-- Material supplied --
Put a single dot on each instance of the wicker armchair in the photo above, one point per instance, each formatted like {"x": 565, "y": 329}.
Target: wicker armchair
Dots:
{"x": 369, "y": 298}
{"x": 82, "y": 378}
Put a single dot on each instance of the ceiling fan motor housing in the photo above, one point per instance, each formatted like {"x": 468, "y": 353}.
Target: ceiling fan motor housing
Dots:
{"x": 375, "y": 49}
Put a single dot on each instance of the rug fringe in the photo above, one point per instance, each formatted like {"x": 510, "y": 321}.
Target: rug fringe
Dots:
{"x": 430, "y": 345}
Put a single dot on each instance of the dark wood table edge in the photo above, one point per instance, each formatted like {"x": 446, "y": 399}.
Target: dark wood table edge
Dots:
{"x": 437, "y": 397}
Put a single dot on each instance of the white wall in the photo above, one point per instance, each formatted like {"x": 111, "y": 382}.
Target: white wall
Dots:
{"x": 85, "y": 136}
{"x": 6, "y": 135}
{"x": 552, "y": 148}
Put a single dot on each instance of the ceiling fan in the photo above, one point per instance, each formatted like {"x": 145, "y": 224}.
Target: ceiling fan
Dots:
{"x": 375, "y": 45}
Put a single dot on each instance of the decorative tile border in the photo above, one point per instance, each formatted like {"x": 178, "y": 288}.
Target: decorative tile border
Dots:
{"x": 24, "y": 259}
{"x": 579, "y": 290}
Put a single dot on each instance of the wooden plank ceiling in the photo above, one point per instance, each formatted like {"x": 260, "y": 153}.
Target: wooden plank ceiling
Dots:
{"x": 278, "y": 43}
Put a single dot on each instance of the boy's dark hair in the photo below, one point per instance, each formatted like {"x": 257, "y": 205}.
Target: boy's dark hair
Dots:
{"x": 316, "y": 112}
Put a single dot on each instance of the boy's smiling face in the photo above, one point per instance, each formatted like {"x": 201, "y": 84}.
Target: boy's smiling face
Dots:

-- What the task asks --
Convert everything in the listing above, from the line containing "Put a single dot on each instance of the wooden" down to the listing's last line, into a numbered list, leaving out any blank lines.

-- Finished exercise --
1. Put a single dot on each instance of the wooden plank ceiling in the photo above, one point per instance, each formatted like {"x": 260, "y": 153}.
2. Target: wooden plank ceiling
3. Dots:
4. {"x": 278, "y": 43}
5. Put a single dot on each instance of the boy's dark hair in the photo below, one point per instance, each formatted like {"x": 257, "y": 205}.
6. Target: boy's dark hair
7. Dots:
8. {"x": 316, "y": 112}
9. Put a single dot on each instance of the boy's smiling face in the photo above, one point per instance, each formatted like {"x": 201, "y": 84}.
10. Target: boy's smiling face
11. Dots:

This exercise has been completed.